### TASK DETAILS
Reproduce all of the rows below, substituting "tight box" for every occurrence of "bounding box" and keeping everything else the same. Leave the pictures out of your reproduction.

### Entries from an annotation dataset
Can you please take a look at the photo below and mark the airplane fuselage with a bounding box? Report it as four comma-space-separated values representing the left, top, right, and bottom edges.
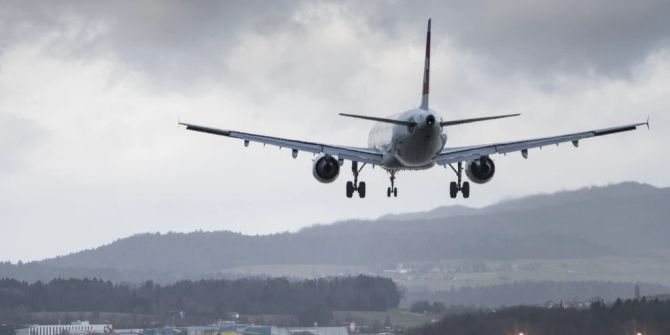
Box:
368, 108, 447, 170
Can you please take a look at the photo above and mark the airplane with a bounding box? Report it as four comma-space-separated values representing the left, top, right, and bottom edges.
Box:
179, 19, 649, 199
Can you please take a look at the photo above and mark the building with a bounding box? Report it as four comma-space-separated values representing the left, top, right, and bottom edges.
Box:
16, 321, 112, 335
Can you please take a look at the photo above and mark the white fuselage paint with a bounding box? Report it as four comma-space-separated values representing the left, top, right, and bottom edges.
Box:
368, 109, 447, 170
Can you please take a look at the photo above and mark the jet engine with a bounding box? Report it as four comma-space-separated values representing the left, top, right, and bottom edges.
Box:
312, 154, 340, 183
465, 156, 496, 184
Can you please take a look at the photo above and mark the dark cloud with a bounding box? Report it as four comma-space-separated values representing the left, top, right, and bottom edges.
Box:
370, 0, 670, 76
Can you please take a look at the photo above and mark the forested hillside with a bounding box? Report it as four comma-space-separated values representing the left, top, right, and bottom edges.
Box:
0, 276, 400, 325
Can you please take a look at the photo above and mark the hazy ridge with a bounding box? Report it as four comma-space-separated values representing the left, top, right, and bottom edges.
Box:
0, 183, 670, 280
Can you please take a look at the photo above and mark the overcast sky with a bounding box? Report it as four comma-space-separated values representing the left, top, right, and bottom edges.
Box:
0, 0, 670, 261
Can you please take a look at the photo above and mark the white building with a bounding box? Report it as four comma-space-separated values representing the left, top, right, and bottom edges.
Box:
16, 321, 112, 335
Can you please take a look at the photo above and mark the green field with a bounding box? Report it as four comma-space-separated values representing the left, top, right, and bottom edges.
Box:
333, 308, 434, 328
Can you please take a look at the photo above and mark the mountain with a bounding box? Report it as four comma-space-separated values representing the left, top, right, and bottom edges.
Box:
0, 183, 670, 280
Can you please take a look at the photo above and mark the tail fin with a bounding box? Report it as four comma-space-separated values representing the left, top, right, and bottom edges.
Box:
420, 19, 431, 109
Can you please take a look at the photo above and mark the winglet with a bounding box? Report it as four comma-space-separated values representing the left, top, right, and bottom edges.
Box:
420, 18, 431, 109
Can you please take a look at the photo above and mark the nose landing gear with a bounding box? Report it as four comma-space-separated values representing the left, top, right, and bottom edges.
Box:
347, 161, 367, 198
449, 162, 470, 199
386, 170, 398, 198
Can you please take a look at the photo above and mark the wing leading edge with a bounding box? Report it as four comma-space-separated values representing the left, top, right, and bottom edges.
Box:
435, 120, 649, 165
179, 122, 383, 165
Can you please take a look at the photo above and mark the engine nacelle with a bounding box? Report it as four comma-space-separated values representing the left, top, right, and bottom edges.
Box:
465, 156, 496, 184
312, 154, 340, 183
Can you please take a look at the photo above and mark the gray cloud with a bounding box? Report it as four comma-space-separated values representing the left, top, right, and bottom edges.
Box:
370, 0, 670, 77
0, 0, 299, 88
5, 0, 670, 84
0, 113, 47, 173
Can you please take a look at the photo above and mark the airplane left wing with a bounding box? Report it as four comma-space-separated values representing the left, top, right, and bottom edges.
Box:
435, 120, 649, 165
179, 122, 383, 165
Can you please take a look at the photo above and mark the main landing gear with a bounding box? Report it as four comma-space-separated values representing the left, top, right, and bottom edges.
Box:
347, 161, 367, 198
386, 170, 398, 198
449, 162, 470, 199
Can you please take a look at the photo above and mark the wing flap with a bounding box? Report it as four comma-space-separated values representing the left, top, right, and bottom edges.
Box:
435, 121, 649, 165
179, 122, 383, 165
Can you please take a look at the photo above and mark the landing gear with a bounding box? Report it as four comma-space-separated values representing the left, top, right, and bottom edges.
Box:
386, 170, 398, 198
347, 161, 367, 198
449, 162, 470, 199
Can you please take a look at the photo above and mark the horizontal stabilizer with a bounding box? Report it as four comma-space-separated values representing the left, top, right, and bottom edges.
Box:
440, 114, 521, 127
340, 113, 416, 127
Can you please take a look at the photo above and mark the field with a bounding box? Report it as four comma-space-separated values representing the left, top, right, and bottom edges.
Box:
333, 308, 434, 328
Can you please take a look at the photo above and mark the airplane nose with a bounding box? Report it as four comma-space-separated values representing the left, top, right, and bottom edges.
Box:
426, 115, 435, 126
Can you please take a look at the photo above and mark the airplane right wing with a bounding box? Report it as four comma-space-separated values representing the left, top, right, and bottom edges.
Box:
435, 119, 649, 165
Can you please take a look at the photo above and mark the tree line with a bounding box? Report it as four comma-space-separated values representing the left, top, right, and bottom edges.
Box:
0, 275, 400, 324
408, 298, 670, 335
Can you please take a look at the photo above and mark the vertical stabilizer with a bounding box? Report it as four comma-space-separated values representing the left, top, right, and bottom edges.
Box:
420, 19, 431, 109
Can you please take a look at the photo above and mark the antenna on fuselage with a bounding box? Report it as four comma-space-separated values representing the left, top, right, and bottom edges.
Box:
420, 19, 431, 109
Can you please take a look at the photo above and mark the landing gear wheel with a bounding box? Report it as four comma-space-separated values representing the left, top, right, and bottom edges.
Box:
449, 162, 470, 199
449, 181, 458, 199
358, 181, 365, 199
347, 161, 367, 198
386, 170, 398, 198
347, 181, 354, 198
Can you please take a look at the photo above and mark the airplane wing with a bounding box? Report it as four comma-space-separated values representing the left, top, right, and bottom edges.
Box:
179, 122, 383, 165
435, 119, 649, 165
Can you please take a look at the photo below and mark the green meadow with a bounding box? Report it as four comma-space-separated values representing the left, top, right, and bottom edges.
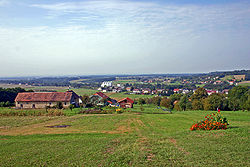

### RESULT OF THIS TASK
Can you please take a look at the photo below and mark the airplane fuselage with a tight box? Report it as four comma-space-separated values representing the left, top, right, and bottom edges.
Box:
368, 108, 447, 170
Can you please take a look at the photo above and mark the airplane with a tight box? Report it as four comma-space-separated values representing the left, top, right, and bottom edges.
Box:
179, 19, 649, 199
Can you please take a look at the photo above and mark the building with a tight box? Report it as four comma-space-separated values representing the left, top, right, and bottom edges.
Box:
16, 321, 112, 335
Can you please take a look at the photo above and mark the white fuselage paint with a tight box? Report it as four comma-space-separated values representing the left, top, right, and bottom edges.
Box:
368, 109, 447, 170
Can you please take a look at the photo above and mark the jet engine with a tight box? Report it as four comma-space-separated values representing the left, top, right, and bottom edges.
Box:
312, 154, 340, 183
465, 156, 496, 184
Can you please take a look at the photo above and mark the dark cloud with a tight box? Report it as four comma-space-separated values representing the left, top, right, and bottom edges.
Box:
370, 0, 670, 76
Can you please take a look at the photo above and mark the forested hillside with a tight box? Report it as four comma-space-separated values representing the left, top, right, and bottom edges.
Box:
0, 276, 400, 325
Can you please take a look at the photo above and mark the hazy ridge with a tight box? Report it as four comma-space-separated values representing the left, top, right, and bottom edges.
Box:
0, 183, 670, 280
Can you please take a look at the photo above and mark the overcast sky with a tight box? Report it as four comma-space-separated values representing the left, top, right, and bottom edges.
Box:
0, 0, 670, 261
Can you please take a look at the photo above and mark the white building with a tight box? Report it as four comma-space-separated values representing the left, top, right, and bottom edges.
Box:
16, 321, 112, 335
Can you please take a look at the photo above and mark the green field with a tight box? Report it as four comma-space-separated values representing the left, top, right, and bottom edges.
Box:
333, 308, 434, 328
Can you please take a look at the photo above and mark the mountain with a tight box? Report it as four comma-space-separated values representing the left, top, right, and bottom edges.
Box:
0, 183, 670, 280
Can you please take a look at the photo above and mark the tail fin with a tight box? Report it as four comma-space-separated values representing the left, top, right, and bottom edges.
Box:
420, 19, 431, 109
Can you please take a look at the photo above and mark the winglet with a tight box? Report it as four comma-space-separated values representing the left, top, right, and bottom edges.
Box:
420, 18, 431, 109
Can you please take a look at the photo above and mark the nose landing gear with a tight box? Report it as four comma-space-separated values representing the left, top, right, and bottom edges.
Box:
347, 161, 367, 198
449, 162, 470, 199
386, 170, 398, 198
Can you please take a look at the photo above and mark the wing leading edge with a tight box? Report it as four comma-space-separated values representing the left, top, right, and bottom edges.
Box:
435, 120, 649, 165
179, 122, 383, 165
Can you please take a look at the photo above and mark the engine nacelle with a tight box? Report it as four comma-space-separated values representing the left, top, right, and bottom edges.
Box:
465, 156, 496, 184
312, 154, 340, 183
Can you please take a look at the photo above and mark the gray cloud with a tight box? Report it as four comma-space-separated values representing the left, top, right, and bottom edges.
Box:
370, 0, 670, 77
0, 0, 299, 88
5, 0, 670, 84
0, 113, 47, 173
Can you please take a look at the photo above and mark the airplane left wing with a tight box? Report it as four comma-space-separated values representing the left, top, right, and bottom edges.
Box:
435, 120, 649, 165
179, 122, 383, 165
Can you please take a look at the photo above and mark the main landing gear with a tight box? Report it as four comma-space-separated values representing the left, top, right, and bottom edges.
Box:
347, 161, 367, 198
386, 170, 398, 198
449, 162, 470, 199
Can you please take a look at the photo above and mark the wing flap with a tight box? Report it as four comma-space-separated values representing the left, top, right, and bottom edges.
Box:
435, 121, 649, 165
179, 122, 383, 165
Can you please take a look at the photo above and mark the landing gear with a tight box? Report it as four comma-space-separated values representing the left, top, right, and bottom edges.
Box:
386, 170, 398, 198
347, 161, 367, 198
449, 162, 470, 199
Can you please take a look at the photo above and mark the horizontal stabilizer with a tight box? Report it as four comma-space-separated values representing the left, top, right, and bottom edges.
Box:
440, 114, 521, 127
340, 113, 416, 127
Can you please take a look at the photo above and mark the field with a tight box? Report it as four comma-space-separated values representing the left, top, right, and bottom edges.
Box:
333, 308, 434, 328
Can you please take a look at the photo above and mark the airplane nose with a tight box? Report it as four comma-space-separated values representing the left, top, right, and bottom edges.
Box:
426, 115, 435, 126
Can you please take a look at the photo above and mark the airplane right wing with a tight box? Report it as four comma-space-separated values representing the left, top, right, and bottom edges.
Box:
435, 119, 649, 165
Can you please take a look at the photo above and mark the tree line with a tight box? Report it as four comma-space-separated values representing the left, top, right, and bottom edges.
Box:
0, 275, 400, 324
408, 298, 670, 335
Can you please take a look at the photo above and mark the vertical stabilizer with a tight box? Report it as four comma-space-separated values representing the left, top, right, and bottom edges.
Box:
420, 19, 431, 109
Can you please take a look at the photo above and mark the antenna on fuselage with a tight box? Report it as four comma-space-separated values representing the left, top, right, and bottom edges.
Box:
420, 19, 431, 109
Can you please take a look at the photo above and mark the landing gear wheel with a tight box? Report it as four comma-space-separated values representing the left, top, right, and bottom edges.
Box:
449, 162, 470, 199
449, 181, 458, 199
358, 181, 365, 199
347, 161, 367, 198
386, 170, 398, 198
347, 181, 354, 198
Can you please take a look at the photo above and mark the airplane wing with a tight box? Report it as four comma-space-separated values representing the left, top, right, and bottom edges.
Box:
179, 122, 383, 165
435, 119, 649, 165
Can you please take a look at the photo below and mark the green meadow with a tight box? Report it as four comma-space-separated values representing the left, top, right, and bottom edges.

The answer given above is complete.